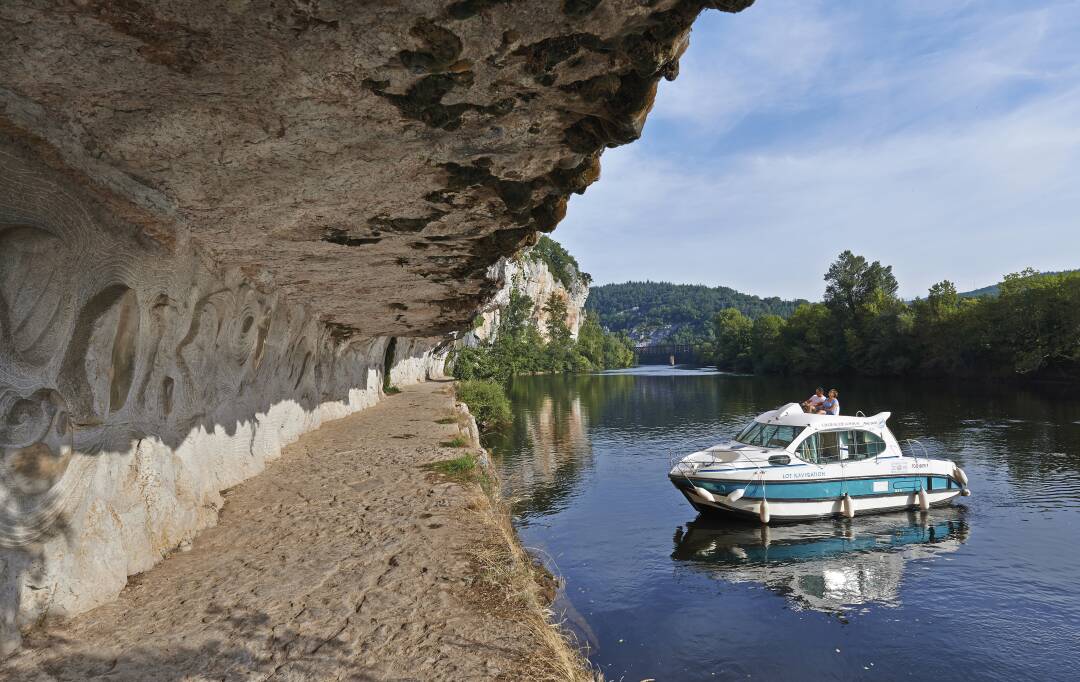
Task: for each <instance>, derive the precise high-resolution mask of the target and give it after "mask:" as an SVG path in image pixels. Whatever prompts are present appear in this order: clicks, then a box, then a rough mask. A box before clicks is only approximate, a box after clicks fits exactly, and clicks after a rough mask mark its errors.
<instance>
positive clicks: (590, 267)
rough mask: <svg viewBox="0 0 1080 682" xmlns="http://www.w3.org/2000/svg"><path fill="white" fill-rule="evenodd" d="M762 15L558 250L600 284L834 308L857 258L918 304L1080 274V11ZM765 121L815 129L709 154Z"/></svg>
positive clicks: (605, 162)
mask: <svg viewBox="0 0 1080 682" xmlns="http://www.w3.org/2000/svg"><path fill="white" fill-rule="evenodd" d="M761 4H767V5H768V6H770V8H772V6H775V8H777V10H775V11H770V12H767V13H762V14H761V15H760V16H758V17H757V19H756V21H755V22H751V23H748V24H747V25H746V26H745V27H743V26H742V25H741V24H739V22H742V21H743V18H744V17H750V16H751V13H752V12H755V11H757V6H755V8H752V9H751V10H750V11H747V13H745V14H744V15H739V16H737V17H728V16H726V15H725V16H724V23H723V30H721V31H718V30H714V26H713V25H706V26H705V29H706V30H703V31H699V35H697V36H696V38H694V42H693V43H692V46H691V51H690V53H689V54H688V55H687V57H686V58H685V61H684V68H683V75H681V76H680V78H679V80H678V81H676V83H675V84H674V85H675V86H674V88H666V89H665V90H663V91H662V92H661V93H660V99H659V103H658V106H657V110H656V111H654V112H653V119H652V120H650V125H649V128H647V129H646V139H645V141H643V142H642V143H638V144H637V145H634V146H631V147H625V148H621V149H617V150H612V151H609V152H608V153H607V155H606V156H605V157H604V174H603V178H602V180H600V182H599V183H598V184H596V185H594V186H593V187H592V188H591V189H590V190H589V192H588V193H586V195H585V196H584V197H576V198H575V199H573V200H572V201H571V203H570V210H569V215H568V217H567V220H566V222H565V224H564V226H562V227H561V228H559V231H558V232H557V235H556V236H557V238H558V239H561V240H562V241H564V242H565V243H566V244H567V246H568V248H569V249H570V250H571V252H573V253H576V255H578V257H579V259H580V260H581V262H582V264H583V266H584V267H585V269H591V270H592V271H593V275H594V276H595V277H596V278H597V281H602V282H605V281H623V280H626V279H645V278H651V279H667V280H673V281H683V282H703V283H712V284H726V285H730V286H735V287H737V289H741V290H743V291H751V292H754V293H760V294H762V295H770V294H774V295H784V296H804V297H818V296H820V295H821V291H822V289H823V284H822V281H821V273H822V272H823V271H824V270H825V268H826V267H827V265H828V263H829V262H831V260H832V259H833V258H835V256H836V254H837V253H839V252H840V251H842V250H843V249H852V250H854V251H856V252H860V253H863V254H864V255H866V256H868V257H870V258H879V259H881V260H882V262H885V263H888V264H892V265H894V266H895V271H896V275H897V278H899V279H900V282H901V291H902V294H904V295H907V296H912V295H919V294H922V293H924V291H926V289H927V286H929V284H931V283H933V282H934V281H937V280H941V279H945V278H949V279H954V280H956V281H957V284H958V285H959V286H960V287H961V289H964V287H969V286H972V285H983V284H986V283H990V282H993V281H996V280H997V279H998V278H999V277H1000V276H1001V275H1002V273H1004V272H1008V271H1012V270H1016V269H1020V268H1022V267H1024V266H1027V265H1031V266H1035V267H1039V268H1043V269H1061V268H1067V267H1080V229H1078V228H1080V225H1078V223H1080V219H1078V216H1080V192H1077V191H1076V190H1075V188H1076V187H1078V186H1080V126H1078V125H1077V121H1080V66H1078V65H1080V35H1078V34H1080V31H1078V30H1077V28H1075V27H1076V26H1077V25H1078V24H1077V22H1076V21H1070V19H1072V18H1075V17H1077V16H1078V15H1080V11H1078V10H1080V8H1078V6H1077V5H1076V4H1071V3H1065V4H1043V5H1040V6H1038V8H1035V9H1030V8H1029V6H1028V5H1023V6H1022V8H1021V9H1018V10H1017V9H1014V6H1013V5H1011V4H1007V5H1000V6H1002V8H1003V9H1002V10H1000V11H996V12H977V11H975V12H971V11H966V8H964V6H963V3H960V4H954V5H949V6H948V8H946V11H944V12H943V13H942V14H927V12H926V10H927V6H928V5H924V4H915V5H913V4H912V3H906V4H902V5H900V6H899V8H896V6H893V8H891V10H890V11H893V10H894V11H895V12H896V15H895V16H894V15H891V14H890V15H888V16H885V17H882V16H867V15H866V12H865V11H864V14H863V15H858V16H856V15H855V14H854V10H852V8H851V5H848V6H846V8H842V9H841V10H840V11H833V12H826V9H827V8H832V6H833V5H822V4H819V3H809V2H797V3H781V2H769V3H761ZM856 6H858V8H859V10H860V11H863V10H865V8H866V6H875V8H881V6H886V5H882V4H878V3H874V4H873V5H856ZM985 6H986V5H985V4H978V5H974V6H973V8H971V9H974V10H980V9H982V8H985ZM718 16H720V15H718ZM882 25H885V26H888V27H890V28H891V27H892V26H895V31H894V32H892V34H888V35H881V34H880V30H881V28H880V27H881V26H882ZM875 26H876V27H877V28H875ZM875 31H877V32H875ZM701 34H705V35H701ZM703 38H713V39H715V40H713V41H711V42H707V43H705V48H704V49H701V48H699V45H701V44H702V42H703V41H702V39H703ZM721 38H723V40H720V39H721ZM890 41H891V42H890ZM887 43H888V44H887ZM878 45H880V48H879V46H878ZM804 110H805V111H810V112H811V113H807V115H804ZM820 110H827V111H831V112H832V111H835V112H836V113H835V115H834V116H832V117H829V118H826V119H825V120H821V119H822V117H821V116H819V115H815V113H813V112H814V111H820ZM762 115H766V116H770V117H773V118H775V117H778V116H779V117H782V120H784V121H786V124H787V125H788V129H789V130H799V129H800V128H801V129H802V130H805V134H804V135H801V136H799V135H791V134H788V135H785V136H783V137H780V138H775V139H773V138H769V135H768V133H769V129H766V130H765V132H761V131H757V132H756V133H757V135H758V139H750V138H748V139H750V142H751V143H752V144H744V145H742V147H741V150H740V151H739V152H738V153H732V155H727V156H717V157H711V156H708V152H707V151H703V150H708V149H712V148H715V146H716V144H717V142H718V141H723V139H724V135H725V133H728V131H730V129H731V128H732V126H733V125H735V124H738V123H739V122H740V121H743V128H745V126H747V125H751V126H752V125H753V124H754V121H755V117H759V116H762ZM784 117H786V118H784ZM815 117H816V118H815ZM743 128H741V129H740V130H743ZM752 132H753V131H752ZM649 136H656V137H657V138H662V139H664V142H665V143H666V144H667V145H669V147H667V148H664V149H660V148H657V146H656V145H653V144H651V143H650V142H649ZM672 141H674V142H672ZM673 145H675V147H673Z"/></svg>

= = = =

◆ EXERCISE DESCRIPTION
Copy out all lines of the material above in which "rough" occurs.

◆ ANSWER AREA
Task: for each <instance>, derive the precise high-resolution mask of the target and give it after "mask:" as an SVG path in image pixels. Whatever prompts are present appear in this order: clicks, then a box, then a rough mask. A box before clicks is only approximate, a box after clicks fits exactly, and clicks after a rough mask mark its errors.
rough mask: <svg viewBox="0 0 1080 682" xmlns="http://www.w3.org/2000/svg"><path fill="white" fill-rule="evenodd" d="M762 15L558 250L600 284L834 308L857 258L918 304L1080 274V11ZM765 121L815 129L709 154Z"/></svg>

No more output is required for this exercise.